### REQUIREMENTS:
Reproduce the lines of the listing word for word, starting at the line that contains "One dot marks each instance of the orange" and ending at the line that contains "[(446, 68), (903, 529)]".

(Data items)
=======

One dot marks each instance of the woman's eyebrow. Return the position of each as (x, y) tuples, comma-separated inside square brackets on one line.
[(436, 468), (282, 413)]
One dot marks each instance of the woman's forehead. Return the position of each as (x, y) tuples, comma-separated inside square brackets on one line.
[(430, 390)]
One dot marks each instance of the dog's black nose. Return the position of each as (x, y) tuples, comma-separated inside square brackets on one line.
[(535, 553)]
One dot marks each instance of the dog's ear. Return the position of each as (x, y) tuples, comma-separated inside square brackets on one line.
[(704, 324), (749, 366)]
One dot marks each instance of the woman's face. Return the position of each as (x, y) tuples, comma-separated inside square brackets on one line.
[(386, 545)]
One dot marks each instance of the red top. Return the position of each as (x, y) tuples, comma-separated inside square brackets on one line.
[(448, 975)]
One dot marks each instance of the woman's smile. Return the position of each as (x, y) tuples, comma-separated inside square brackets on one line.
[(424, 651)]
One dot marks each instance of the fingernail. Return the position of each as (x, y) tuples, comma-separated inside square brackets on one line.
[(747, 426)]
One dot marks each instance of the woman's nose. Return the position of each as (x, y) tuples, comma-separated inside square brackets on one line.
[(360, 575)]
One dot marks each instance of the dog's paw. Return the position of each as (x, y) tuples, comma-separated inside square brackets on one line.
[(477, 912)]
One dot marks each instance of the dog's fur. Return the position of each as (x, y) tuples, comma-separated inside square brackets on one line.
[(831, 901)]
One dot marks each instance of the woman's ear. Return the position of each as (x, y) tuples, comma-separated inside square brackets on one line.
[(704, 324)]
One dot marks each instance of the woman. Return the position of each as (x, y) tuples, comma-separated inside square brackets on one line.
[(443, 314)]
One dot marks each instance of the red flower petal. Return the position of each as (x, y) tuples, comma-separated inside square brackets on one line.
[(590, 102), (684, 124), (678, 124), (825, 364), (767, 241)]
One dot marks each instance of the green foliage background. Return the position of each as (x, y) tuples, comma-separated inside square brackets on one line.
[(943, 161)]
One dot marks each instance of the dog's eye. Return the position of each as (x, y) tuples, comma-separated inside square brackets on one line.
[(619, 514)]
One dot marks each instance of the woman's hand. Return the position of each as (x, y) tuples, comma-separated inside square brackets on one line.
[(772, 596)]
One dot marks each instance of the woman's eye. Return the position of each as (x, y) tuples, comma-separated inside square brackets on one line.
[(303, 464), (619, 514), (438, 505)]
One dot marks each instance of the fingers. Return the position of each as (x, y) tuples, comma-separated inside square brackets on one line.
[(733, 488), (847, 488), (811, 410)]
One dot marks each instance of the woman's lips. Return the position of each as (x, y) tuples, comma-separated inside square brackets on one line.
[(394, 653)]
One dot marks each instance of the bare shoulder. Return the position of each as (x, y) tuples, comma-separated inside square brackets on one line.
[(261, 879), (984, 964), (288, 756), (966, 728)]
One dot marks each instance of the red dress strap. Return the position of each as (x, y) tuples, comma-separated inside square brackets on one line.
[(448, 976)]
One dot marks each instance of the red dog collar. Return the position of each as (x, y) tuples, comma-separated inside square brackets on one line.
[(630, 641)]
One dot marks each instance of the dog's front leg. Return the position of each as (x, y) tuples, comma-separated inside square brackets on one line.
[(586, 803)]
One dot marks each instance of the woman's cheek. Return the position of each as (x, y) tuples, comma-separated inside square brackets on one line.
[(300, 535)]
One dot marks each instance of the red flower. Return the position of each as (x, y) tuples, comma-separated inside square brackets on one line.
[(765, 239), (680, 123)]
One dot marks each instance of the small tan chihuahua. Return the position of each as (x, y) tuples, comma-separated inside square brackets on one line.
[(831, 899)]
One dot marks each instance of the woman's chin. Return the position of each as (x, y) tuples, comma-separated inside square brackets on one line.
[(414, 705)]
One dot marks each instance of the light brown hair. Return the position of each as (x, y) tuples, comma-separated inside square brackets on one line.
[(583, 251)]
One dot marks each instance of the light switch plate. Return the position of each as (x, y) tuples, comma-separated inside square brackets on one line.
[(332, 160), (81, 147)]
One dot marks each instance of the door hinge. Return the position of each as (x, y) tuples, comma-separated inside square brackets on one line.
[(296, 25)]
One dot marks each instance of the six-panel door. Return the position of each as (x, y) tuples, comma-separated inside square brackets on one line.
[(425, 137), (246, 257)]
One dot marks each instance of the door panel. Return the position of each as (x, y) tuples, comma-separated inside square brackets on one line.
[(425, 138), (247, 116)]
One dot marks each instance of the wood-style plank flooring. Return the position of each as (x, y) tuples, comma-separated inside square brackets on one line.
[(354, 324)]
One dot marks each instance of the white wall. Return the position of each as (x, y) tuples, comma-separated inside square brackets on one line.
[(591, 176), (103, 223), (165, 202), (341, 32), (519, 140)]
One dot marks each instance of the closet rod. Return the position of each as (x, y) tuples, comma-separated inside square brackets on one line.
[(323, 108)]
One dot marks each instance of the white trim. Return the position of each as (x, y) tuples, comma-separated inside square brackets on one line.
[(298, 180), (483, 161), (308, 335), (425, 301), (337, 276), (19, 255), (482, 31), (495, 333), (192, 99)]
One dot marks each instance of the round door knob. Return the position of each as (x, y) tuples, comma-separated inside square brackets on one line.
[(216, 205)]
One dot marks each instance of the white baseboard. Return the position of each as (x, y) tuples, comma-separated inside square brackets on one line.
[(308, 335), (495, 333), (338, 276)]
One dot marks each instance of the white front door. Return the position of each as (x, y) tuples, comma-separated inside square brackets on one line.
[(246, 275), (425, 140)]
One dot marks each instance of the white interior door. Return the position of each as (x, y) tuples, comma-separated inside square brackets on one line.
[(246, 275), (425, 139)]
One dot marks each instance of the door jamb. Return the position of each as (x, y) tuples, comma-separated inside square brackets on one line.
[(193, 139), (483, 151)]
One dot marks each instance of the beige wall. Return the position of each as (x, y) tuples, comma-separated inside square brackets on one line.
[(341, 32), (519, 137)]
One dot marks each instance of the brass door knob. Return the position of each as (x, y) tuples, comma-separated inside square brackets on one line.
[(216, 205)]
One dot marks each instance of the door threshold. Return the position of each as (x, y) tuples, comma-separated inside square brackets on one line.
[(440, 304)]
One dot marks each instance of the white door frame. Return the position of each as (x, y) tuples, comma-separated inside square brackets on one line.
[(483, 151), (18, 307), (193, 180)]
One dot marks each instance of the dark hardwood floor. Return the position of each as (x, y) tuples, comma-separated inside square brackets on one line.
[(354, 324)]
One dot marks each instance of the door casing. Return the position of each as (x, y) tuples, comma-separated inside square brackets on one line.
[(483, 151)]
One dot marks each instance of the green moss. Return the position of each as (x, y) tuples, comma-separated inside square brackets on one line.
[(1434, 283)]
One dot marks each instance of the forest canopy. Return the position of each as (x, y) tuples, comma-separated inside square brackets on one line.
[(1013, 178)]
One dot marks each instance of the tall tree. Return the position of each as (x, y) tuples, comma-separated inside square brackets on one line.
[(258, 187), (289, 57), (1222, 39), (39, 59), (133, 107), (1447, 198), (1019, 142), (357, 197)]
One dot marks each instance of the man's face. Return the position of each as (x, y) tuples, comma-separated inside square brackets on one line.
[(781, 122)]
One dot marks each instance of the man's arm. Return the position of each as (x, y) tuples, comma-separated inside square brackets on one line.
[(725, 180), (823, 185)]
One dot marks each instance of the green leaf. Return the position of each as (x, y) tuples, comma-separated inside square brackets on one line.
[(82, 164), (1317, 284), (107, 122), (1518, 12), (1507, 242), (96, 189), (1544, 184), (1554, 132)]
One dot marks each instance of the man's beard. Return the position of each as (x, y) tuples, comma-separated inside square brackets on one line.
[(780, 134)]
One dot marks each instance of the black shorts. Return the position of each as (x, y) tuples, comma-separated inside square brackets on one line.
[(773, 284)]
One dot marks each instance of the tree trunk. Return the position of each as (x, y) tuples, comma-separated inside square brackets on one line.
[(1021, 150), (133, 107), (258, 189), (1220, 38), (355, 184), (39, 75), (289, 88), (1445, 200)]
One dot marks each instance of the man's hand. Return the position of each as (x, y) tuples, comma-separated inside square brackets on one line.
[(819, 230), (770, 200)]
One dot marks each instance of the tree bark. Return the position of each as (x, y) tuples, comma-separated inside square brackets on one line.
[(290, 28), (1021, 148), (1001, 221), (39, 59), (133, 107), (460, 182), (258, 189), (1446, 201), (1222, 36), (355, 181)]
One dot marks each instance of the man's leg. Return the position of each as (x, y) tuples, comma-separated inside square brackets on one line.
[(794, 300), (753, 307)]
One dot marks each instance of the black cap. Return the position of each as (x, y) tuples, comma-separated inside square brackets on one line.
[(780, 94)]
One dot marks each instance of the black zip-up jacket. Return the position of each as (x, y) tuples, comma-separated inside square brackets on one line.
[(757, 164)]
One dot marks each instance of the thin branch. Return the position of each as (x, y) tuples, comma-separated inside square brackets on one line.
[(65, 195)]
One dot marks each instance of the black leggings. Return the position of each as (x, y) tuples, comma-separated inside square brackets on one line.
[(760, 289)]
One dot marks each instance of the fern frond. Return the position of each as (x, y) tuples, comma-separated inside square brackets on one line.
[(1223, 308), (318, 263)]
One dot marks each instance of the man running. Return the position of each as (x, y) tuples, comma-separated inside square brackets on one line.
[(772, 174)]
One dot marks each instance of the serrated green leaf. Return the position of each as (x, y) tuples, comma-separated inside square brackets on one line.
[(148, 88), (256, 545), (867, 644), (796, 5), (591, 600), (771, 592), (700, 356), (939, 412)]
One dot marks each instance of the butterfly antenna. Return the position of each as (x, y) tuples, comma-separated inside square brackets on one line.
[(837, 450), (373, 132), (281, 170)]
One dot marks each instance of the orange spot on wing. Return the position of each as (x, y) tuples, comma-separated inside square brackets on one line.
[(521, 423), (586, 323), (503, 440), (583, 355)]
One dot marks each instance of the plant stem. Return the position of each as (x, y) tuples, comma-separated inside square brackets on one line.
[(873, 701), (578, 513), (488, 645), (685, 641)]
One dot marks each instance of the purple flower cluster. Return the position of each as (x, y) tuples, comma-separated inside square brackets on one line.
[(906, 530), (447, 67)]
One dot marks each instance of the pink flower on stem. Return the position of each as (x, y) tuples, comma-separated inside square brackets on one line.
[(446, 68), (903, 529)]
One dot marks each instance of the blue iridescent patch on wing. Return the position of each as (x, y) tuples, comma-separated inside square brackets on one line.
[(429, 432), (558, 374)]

=======

### FULL ANSWER:
One dot marks each instance of the orange spot on wing. Return the position of each as (x, y) tuples, comma-separated inside square brackets on one line.
[(521, 423), (586, 323), (503, 440), (583, 355)]
One dot marks each instance of the plant stem. Return the position of each as (x, y) tuples, comma-separated inside square brackets on one line.
[(873, 701), (578, 513), (488, 645), (685, 641)]
One dot marks each instance of the purple flower cluster. Return the position of each as (x, y) tuples, comma-separated inside square brackets on one line.
[(906, 530), (447, 67)]
One dot marks each instance of the pink flower on stem. Return the position of each as (x, y) tuples, comma-separated inside square brackets on one line.
[(446, 68), (903, 529)]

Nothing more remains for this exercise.